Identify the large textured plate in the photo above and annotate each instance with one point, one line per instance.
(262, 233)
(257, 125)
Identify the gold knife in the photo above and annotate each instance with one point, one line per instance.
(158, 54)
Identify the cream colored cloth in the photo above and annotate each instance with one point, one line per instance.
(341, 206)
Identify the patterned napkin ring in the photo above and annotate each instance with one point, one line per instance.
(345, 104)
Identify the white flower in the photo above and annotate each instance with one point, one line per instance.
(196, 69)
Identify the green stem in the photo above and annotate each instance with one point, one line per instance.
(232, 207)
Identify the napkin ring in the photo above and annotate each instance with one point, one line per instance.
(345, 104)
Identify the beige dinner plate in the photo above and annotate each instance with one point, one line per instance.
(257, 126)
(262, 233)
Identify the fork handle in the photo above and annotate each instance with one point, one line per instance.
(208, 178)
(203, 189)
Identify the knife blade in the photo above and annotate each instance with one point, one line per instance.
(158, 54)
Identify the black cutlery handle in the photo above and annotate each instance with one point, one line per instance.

# # # #

Give back, unchanged, the line containing "Identify the fork" and each line that comes after it in the entries above, ending with the last.

Output for this exercise:
Identify the fork handle in the photo above and annotate each instance with one point, one line per instance.
(208, 178)
(203, 189)
Identify the knife blade in the photo above and annotate each instance with one point, one line per instance.
(158, 54)
Identify the black cutlery handle in the photo above and annotate each instance with one point, one line per instance.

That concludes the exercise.